Assignment
Repeat each entry exactly.
The input Block Start
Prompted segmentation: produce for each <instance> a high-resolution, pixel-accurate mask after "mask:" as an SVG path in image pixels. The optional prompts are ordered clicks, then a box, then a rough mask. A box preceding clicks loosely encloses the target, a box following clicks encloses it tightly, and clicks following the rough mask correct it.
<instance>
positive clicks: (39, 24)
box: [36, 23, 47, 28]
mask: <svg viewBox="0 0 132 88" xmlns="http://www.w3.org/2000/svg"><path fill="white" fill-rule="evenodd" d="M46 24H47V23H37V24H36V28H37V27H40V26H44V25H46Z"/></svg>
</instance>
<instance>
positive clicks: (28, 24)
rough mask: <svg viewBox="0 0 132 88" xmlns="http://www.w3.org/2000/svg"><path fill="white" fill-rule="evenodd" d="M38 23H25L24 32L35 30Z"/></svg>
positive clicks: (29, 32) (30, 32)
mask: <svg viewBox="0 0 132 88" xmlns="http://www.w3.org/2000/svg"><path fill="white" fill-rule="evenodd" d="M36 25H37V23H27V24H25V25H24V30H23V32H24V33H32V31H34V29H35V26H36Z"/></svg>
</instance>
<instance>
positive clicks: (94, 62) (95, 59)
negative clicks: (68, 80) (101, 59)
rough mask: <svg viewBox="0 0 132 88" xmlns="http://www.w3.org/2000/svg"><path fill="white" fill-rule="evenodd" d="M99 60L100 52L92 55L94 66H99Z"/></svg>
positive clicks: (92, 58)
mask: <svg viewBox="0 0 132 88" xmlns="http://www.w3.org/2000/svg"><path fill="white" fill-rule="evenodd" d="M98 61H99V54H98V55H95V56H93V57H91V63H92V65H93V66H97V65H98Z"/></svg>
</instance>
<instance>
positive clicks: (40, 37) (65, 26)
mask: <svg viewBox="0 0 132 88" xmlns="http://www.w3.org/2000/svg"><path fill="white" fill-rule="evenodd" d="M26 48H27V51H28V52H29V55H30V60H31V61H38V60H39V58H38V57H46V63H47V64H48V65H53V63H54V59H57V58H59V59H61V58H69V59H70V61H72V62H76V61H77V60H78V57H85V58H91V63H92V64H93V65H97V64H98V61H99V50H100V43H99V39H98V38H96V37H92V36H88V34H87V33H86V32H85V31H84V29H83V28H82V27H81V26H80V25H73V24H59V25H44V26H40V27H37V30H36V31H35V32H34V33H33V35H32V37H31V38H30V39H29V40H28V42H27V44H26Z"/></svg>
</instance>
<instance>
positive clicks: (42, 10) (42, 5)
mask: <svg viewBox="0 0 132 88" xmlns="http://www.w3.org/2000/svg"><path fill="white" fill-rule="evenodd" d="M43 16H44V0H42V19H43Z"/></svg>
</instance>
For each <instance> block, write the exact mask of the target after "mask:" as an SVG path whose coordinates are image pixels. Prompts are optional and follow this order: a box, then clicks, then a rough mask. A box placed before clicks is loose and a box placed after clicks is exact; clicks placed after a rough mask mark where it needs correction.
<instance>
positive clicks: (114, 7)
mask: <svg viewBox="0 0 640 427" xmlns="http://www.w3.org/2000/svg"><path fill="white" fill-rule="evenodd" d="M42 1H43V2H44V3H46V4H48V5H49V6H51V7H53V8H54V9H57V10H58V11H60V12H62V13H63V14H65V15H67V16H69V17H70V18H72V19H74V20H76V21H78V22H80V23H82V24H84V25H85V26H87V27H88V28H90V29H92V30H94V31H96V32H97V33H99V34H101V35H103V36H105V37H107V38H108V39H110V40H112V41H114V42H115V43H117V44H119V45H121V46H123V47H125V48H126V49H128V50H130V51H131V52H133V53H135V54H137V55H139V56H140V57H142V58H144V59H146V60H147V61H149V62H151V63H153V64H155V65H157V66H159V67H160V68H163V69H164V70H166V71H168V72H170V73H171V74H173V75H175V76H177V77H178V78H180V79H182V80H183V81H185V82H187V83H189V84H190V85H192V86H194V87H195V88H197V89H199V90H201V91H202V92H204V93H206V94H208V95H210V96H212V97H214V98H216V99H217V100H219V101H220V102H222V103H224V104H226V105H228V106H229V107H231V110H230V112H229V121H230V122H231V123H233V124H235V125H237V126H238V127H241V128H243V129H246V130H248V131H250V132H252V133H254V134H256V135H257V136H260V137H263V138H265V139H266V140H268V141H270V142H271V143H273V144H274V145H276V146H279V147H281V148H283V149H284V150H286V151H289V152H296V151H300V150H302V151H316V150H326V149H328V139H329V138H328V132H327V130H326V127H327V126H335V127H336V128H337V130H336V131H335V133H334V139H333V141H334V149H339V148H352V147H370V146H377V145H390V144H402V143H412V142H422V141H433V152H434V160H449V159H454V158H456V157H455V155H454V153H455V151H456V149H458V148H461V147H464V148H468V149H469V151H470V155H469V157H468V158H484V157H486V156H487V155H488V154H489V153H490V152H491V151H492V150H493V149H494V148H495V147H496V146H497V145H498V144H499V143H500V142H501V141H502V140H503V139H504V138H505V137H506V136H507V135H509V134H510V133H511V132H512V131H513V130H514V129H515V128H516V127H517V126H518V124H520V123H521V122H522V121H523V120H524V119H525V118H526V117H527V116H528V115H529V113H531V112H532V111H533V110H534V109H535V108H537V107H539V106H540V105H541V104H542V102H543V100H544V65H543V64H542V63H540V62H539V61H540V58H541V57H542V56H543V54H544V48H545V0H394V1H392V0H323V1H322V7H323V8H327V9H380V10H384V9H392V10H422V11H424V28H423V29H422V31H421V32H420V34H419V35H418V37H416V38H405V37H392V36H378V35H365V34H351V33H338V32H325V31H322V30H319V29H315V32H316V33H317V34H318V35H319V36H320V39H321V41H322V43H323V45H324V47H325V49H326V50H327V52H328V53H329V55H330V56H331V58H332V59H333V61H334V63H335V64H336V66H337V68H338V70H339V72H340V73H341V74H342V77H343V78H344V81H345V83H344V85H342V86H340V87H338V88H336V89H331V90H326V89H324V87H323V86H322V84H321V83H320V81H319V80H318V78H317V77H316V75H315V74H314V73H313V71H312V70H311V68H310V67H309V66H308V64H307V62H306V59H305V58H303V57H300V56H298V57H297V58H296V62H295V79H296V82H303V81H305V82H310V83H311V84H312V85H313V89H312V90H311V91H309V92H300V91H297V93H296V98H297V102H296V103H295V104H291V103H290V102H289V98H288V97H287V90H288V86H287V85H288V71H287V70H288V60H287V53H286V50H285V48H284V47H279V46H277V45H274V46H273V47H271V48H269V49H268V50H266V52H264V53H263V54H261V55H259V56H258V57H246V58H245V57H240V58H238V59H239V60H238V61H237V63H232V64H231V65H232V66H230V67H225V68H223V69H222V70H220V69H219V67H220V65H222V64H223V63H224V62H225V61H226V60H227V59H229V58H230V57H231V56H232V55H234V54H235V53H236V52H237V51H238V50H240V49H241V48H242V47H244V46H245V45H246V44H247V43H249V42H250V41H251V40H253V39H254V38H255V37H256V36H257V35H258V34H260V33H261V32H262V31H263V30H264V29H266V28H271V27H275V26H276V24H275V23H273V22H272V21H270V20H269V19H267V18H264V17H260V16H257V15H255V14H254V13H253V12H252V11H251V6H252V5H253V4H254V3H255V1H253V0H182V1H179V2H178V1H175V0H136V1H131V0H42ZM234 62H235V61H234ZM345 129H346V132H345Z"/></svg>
The input Block End
Solution to this task
Prompted segmentation: produce for each <instance> a high-resolution, pixel-accurate mask after "mask:" as an SVG path in image pixels. The optional prompts are ordered clicks, then a box, then a rough mask. A box preceding clicks loosely encloses the target, a box following clicks encloses it tightly, and clicks following the rough mask correct it.
<instance>
positive clicks: (39, 24)
box: [36, 23, 47, 28]
mask: <svg viewBox="0 0 132 88" xmlns="http://www.w3.org/2000/svg"><path fill="white" fill-rule="evenodd" d="M46 24H47V23H37V24H36V28H37V27H40V26H44V25H46Z"/></svg>
</instance>
<instance>
positive clicks: (28, 24)
rough mask: <svg viewBox="0 0 132 88" xmlns="http://www.w3.org/2000/svg"><path fill="white" fill-rule="evenodd" d="M38 23H25L24 32L35 30Z"/></svg>
positive clicks: (29, 32) (30, 32)
mask: <svg viewBox="0 0 132 88" xmlns="http://www.w3.org/2000/svg"><path fill="white" fill-rule="evenodd" d="M36 25H37V23H27V24H25V25H24V30H23V32H24V33H32V31H34V29H35V26H36Z"/></svg>
</instance>
<instance>
positive clicks: (94, 62) (95, 59)
negative clicks: (68, 80) (101, 59)
rough mask: <svg viewBox="0 0 132 88" xmlns="http://www.w3.org/2000/svg"><path fill="white" fill-rule="evenodd" d="M99 60L100 52L92 55L94 66H99Z"/></svg>
positive clicks: (92, 58)
mask: <svg viewBox="0 0 132 88" xmlns="http://www.w3.org/2000/svg"><path fill="white" fill-rule="evenodd" d="M98 61H99V54H98V55H95V56H93V57H91V63H92V65H93V66H97V65H98Z"/></svg>
</instance>
<instance>
positive clicks: (40, 37) (65, 26)
mask: <svg viewBox="0 0 132 88" xmlns="http://www.w3.org/2000/svg"><path fill="white" fill-rule="evenodd" d="M26 48H27V51H28V52H29V55H30V60H31V61H38V60H39V58H38V57H46V63H47V64H48V65H53V63H54V59H57V58H59V59H61V58H69V59H70V61H72V62H76V61H77V60H78V57H85V58H91V63H92V64H93V65H97V64H98V61H99V50H100V43H99V39H98V38H96V37H92V36H88V34H87V33H86V32H85V31H84V29H83V28H82V27H81V26H80V25H73V24H59V25H44V26H40V27H37V30H36V31H35V32H34V33H33V35H32V37H31V38H30V39H29V40H28V42H27V44H26Z"/></svg>
</instance>
<instance>
positive clicks: (42, 10) (42, 5)
mask: <svg viewBox="0 0 132 88" xmlns="http://www.w3.org/2000/svg"><path fill="white" fill-rule="evenodd" d="M43 16H44V0H42V19H43Z"/></svg>
</instance>
For each <instance> block, write the exact mask of the target after "mask:" as an SVG path whose coordinates are image pixels. Prompts are optional and follow this order: a box, then clicks, then a rough mask. A box placed before clicks is loose and a box placed after clicks is exact; clicks placed after a rough mask mark where it needs correction.
<instance>
positive clicks: (114, 7)
mask: <svg viewBox="0 0 640 427" xmlns="http://www.w3.org/2000/svg"><path fill="white" fill-rule="evenodd" d="M42 1H43V2H44V3H46V4H48V5H49V6H51V7H53V8H54V9H57V10H58V11H60V12H62V13H63V14H65V15H67V16H69V17H70V18H72V19H74V20H76V21H78V22H80V23H82V24H84V25H85V26H87V27H88V28H90V29H92V30H94V31H96V32H97V33H99V34H101V35H103V36H105V37H107V38H108V39H110V40H112V41H114V42H115V43H117V44H119V45H121V46H123V47H125V48H126V49H128V50H130V51H131V52H133V53H135V54H137V55H139V56H140V57H142V58H144V59H146V60H147V61H149V62H151V63H153V64H155V65H157V66H159V67H160V68H163V69H164V70H166V71H168V72H170V73H171V74H173V75H175V76H177V77H178V78H180V79H182V80H183V81H185V82H187V83H189V84H190V85H192V86H194V87H195V88H197V89H199V90H201V91H202V92H204V93H206V94H208V95H210V96H212V97H214V98H216V99H217V100H219V101H220V102H222V103H224V104H226V105H228V106H229V107H231V110H230V112H229V121H230V122H231V123H233V124H235V125H237V126H238V127H241V128H243V129H246V130H248V131H250V132H252V133H254V134H256V135H257V136H260V137H263V138H265V139H266V140H268V141H270V142H271V143H273V144H274V145H276V146H279V147H281V148H283V149H284V150H286V151H289V152H296V151H300V150H302V151H316V150H326V149H328V139H329V138H328V132H327V130H326V127H327V126H335V127H336V128H337V130H336V131H335V133H334V139H333V141H334V149H339V148H352V147H370V146H377V145H390V144H402V143H412V142H422V141H433V152H434V160H449V159H454V158H456V157H455V155H454V153H455V151H456V149H458V148H461V147H464V148H468V149H469V151H470V155H469V157H468V158H484V157H486V156H487V155H488V154H489V153H490V152H491V151H492V150H493V149H494V148H495V147H496V146H497V145H498V144H499V143H500V142H501V141H502V140H503V139H504V138H505V137H506V136H507V135H509V134H510V133H511V132H512V131H513V130H514V129H515V128H516V127H517V126H518V124H520V123H521V122H522V121H523V120H524V119H525V118H526V117H527V116H528V115H529V113H531V112H532V111H533V110H534V109H535V108H537V107H539V106H540V105H541V104H542V102H543V100H544V65H543V64H542V63H540V62H539V61H540V58H541V57H542V56H543V54H544V48H545V0H394V1H392V0H323V1H322V7H323V8H327V9H380V10H384V9H392V10H422V11H424V28H423V29H422V31H421V32H420V34H419V35H418V37H416V38H405V37H392V36H378V35H365V34H351V33H338V32H325V31H322V30H319V29H315V32H316V33H317V34H318V35H319V36H320V39H321V41H322V43H323V45H324V47H325V49H326V50H327V52H328V53H329V55H330V56H331V58H332V59H333V61H334V63H335V64H336V66H337V68H338V70H339V72H340V73H341V74H342V77H343V78H344V81H345V83H344V85H342V86H340V87H338V88H336V89H331V90H326V89H324V87H323V86H322V84H321V83H320V81H319V80H318V78H317V77H316V75H315V74H314V73H313V71H312V70H311V68H310V67H309V66H308V64H307V62H306V59H305V58H303V57H300V56H298V57H297V58H296V62H295V79H296V82H303V81H305V82H310V83H311V84H312V85H313V89H312V90H311V91H309V92H300V91H297V93H296V98H297V102H296V103H295V104H291V103H290V102H289V98H288V97H287V90H288V86H287V85H288V71H287V70H288V60H287V53H286V50H285V48H284V47H279V46H277V45H274V46H273V47H271V48H269V49H268V50H266V52H264V53H263V54H261V55H259V56H258V57H246V58H245V57H240V58H238V59H239V60H238V61H237V63H232V64H231V65H232V66H230V67H225V68H223V69H222V70H220V69H219V67H220V65H222V64H223V63H224V62H225V61H226V60H227V59H229V58H230V57H231V56H232V55H234V54H235V53H236V52H237V51H238V50H240V49H241V48H242V47H244V46H245V45H246V44H247V43H249V42H250V41H251V40H253V39H254V38H255V37H256V36H257V35H258V34H260V33H261V32H262V31H263V30H264V29H266V28H271V27H275V26H276V24H275V23H273V22H272V21H270V20H269V19H267V18H264V17H260V16H257V15H255V14H254V13H253V12H252V11H251V6H252V5H253V4H254V3H255V1H253V0H182V1H179V2H178V1H175V0H136V1H131V0H42ZM234 62H235V61H234ZM345 129H346V132H345Z"/></svg>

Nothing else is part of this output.